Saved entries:
::::
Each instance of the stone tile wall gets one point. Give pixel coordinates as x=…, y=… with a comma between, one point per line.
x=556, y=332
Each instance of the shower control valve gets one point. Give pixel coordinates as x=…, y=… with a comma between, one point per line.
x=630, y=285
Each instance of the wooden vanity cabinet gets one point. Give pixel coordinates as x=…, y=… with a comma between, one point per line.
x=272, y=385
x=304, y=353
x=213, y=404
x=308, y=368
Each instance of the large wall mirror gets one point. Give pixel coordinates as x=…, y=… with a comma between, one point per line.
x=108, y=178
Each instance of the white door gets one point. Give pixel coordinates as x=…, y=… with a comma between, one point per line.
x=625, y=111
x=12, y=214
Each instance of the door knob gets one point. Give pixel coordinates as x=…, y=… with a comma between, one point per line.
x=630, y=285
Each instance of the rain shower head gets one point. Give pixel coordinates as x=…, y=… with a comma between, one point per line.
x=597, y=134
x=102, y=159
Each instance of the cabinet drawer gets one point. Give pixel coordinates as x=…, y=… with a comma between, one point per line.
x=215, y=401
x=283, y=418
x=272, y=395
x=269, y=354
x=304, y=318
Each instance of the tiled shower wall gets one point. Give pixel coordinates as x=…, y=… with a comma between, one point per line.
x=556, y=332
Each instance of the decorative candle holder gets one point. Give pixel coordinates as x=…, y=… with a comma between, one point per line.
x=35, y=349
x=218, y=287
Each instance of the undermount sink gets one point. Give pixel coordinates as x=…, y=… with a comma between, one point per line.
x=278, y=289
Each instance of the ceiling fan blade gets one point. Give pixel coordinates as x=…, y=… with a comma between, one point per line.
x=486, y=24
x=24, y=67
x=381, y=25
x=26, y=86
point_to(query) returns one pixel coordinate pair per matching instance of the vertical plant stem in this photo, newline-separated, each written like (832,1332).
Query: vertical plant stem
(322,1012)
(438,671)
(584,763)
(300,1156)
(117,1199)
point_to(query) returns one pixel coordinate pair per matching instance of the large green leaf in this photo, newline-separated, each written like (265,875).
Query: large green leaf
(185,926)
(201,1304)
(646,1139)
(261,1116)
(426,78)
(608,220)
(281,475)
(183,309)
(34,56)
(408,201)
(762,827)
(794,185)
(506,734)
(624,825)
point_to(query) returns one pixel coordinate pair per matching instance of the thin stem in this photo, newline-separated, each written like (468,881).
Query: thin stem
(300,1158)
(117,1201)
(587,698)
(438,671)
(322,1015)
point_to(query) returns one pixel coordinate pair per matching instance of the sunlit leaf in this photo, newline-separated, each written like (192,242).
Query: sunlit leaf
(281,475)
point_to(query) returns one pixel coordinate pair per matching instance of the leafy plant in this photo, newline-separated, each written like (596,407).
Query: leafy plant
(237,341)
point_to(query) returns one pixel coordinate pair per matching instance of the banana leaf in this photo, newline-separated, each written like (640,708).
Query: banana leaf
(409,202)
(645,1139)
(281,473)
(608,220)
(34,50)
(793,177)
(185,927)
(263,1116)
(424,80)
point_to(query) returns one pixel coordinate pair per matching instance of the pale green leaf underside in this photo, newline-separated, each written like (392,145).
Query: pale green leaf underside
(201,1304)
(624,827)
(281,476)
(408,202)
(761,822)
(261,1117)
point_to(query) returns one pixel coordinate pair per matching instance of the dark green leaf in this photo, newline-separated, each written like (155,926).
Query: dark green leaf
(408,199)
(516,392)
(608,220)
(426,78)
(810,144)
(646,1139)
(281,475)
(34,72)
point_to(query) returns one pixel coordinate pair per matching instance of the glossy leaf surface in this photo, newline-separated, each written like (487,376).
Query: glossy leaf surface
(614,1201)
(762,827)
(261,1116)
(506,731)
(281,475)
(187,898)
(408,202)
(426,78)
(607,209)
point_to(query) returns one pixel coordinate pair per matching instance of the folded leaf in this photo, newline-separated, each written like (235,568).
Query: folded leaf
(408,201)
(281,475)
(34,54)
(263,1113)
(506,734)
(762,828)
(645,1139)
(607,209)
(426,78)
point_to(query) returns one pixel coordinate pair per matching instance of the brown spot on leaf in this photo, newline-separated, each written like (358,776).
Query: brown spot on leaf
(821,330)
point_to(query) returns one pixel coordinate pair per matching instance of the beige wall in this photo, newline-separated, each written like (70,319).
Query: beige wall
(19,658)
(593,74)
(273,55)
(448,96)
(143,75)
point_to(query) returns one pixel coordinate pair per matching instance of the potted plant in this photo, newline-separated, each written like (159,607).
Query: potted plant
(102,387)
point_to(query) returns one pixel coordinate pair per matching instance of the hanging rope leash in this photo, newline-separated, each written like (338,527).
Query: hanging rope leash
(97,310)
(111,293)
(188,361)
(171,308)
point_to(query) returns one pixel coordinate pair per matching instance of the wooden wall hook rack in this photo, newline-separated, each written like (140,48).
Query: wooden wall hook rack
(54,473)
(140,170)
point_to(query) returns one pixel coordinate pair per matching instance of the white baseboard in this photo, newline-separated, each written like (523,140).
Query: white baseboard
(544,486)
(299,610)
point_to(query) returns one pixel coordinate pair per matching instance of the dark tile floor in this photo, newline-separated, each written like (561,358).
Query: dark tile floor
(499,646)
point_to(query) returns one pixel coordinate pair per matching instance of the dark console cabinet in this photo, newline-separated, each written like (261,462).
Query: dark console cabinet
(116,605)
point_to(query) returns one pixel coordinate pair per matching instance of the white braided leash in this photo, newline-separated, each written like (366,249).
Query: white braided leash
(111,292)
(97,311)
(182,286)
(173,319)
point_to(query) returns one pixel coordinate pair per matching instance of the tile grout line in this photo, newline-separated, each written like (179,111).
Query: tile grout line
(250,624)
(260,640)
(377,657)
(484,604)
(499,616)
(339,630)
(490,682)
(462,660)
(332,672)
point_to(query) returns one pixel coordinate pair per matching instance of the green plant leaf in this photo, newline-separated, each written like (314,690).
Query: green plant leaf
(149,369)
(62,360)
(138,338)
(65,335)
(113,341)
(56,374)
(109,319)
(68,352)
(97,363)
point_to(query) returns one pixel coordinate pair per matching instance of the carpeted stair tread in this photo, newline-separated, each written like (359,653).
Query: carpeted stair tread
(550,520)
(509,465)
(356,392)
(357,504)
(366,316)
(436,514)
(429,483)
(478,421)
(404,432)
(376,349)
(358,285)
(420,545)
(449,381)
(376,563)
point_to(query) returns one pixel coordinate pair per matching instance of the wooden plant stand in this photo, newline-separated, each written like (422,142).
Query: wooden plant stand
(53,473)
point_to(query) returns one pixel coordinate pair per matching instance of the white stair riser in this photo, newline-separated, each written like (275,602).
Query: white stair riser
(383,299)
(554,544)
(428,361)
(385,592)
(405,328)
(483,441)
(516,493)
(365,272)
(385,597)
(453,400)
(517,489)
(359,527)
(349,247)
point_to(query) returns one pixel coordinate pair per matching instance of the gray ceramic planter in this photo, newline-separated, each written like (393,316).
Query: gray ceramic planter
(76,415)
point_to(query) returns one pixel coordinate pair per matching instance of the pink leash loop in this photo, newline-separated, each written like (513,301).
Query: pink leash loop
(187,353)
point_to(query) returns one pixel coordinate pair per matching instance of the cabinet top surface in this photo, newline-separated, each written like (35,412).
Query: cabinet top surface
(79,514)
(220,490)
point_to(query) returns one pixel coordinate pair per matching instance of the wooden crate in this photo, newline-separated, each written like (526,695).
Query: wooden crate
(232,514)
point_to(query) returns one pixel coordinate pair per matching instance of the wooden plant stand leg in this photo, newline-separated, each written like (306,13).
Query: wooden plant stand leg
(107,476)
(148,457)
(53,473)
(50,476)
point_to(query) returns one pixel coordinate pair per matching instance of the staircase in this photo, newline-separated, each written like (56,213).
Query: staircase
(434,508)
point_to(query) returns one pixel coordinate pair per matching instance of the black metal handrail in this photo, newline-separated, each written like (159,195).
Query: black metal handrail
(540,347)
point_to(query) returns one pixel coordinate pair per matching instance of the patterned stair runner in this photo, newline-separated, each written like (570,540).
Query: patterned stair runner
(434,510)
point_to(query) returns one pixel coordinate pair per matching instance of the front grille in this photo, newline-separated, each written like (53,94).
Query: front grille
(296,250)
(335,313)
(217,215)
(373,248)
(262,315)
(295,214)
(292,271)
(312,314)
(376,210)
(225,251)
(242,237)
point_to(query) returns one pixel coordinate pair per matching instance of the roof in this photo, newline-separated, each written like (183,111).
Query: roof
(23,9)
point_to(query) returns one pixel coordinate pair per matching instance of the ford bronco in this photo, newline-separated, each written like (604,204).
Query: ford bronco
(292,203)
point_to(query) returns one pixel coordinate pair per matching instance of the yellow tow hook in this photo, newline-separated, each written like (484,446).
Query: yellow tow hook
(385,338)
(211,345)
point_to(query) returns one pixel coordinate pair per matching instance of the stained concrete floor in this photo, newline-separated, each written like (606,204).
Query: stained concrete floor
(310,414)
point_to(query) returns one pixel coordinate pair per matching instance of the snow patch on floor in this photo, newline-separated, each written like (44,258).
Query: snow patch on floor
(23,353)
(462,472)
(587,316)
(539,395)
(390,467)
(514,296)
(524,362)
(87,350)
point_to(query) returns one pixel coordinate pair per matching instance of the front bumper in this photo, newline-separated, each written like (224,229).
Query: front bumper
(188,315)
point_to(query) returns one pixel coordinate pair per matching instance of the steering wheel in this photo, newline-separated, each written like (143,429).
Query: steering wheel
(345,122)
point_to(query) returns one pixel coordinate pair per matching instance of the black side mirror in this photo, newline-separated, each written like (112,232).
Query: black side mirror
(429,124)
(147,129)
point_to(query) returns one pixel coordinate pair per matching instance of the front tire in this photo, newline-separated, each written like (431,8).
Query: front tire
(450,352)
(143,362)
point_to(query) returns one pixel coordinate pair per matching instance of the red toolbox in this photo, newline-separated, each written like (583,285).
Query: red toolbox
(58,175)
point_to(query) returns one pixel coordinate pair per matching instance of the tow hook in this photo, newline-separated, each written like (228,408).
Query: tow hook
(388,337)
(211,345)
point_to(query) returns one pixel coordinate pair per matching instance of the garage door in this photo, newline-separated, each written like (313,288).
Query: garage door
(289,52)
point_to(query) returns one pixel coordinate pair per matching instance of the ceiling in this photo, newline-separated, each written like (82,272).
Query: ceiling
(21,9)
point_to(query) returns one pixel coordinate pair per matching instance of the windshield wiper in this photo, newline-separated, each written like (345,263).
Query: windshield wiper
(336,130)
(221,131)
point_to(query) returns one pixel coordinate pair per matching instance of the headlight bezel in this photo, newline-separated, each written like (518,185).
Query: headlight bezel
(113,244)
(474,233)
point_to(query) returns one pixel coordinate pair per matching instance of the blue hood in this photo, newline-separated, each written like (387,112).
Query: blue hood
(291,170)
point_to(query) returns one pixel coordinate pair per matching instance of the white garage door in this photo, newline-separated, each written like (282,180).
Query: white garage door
::::
Task item: The required answer is the exact run of lines above starting at the line with "Query: cabinet top surface" and ending at the line with "written like (306,13).", with both ends present.

Answer for this exercise:
Query: cabinet top surface
(79,514)
(220,490)
point_to(query) returns one pixel coordinate pair per matching instance of the wooden crate in this photo, newline-separated, each written like (526,695).
Query: wooden crate
(232,514)
point_to(query) returns one pixel coordinate pair per matching instance of the wooden plant stand leg in this photo, newline-separated, each written like (306,13).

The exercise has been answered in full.